#### THE REQUEST
Please repeat the entries below, changing "coordinates" to "positions" everywhere it occurs and keeping the rest the same.

Data pulled from a collection

═══

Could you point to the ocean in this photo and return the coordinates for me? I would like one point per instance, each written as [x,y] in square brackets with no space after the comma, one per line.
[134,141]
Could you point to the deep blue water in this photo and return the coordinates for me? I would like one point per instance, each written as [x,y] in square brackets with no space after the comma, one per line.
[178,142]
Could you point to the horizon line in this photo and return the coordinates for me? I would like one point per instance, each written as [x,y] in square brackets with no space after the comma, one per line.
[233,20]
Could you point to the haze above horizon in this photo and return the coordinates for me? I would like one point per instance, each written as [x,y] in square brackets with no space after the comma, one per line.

═══

#### ANSWER TO THIS TASK
Could you point to the ocean in this photo and return the positions for me? I would like one point per instance, each written as [x,y] in square brackets with no space after the comma, one per line.
[134,141]
Could you point to the deep blue water in this photo and return the positions for me? I would like one point per instance, each written as [x,y] in square brackets with no space after the comma, one per line.
[178,142]
Could you point to the horizon line in this photo and return the positions for me? I would like one point per instance, each written as [x,y] in square brackets with no space after the comma, one per line.
[233,20]
Could you point to the haze above horizon in this photo and return the positions for me? I would like one point per instance, each written as [x,y] in square brackets with no space after the comma, one per line.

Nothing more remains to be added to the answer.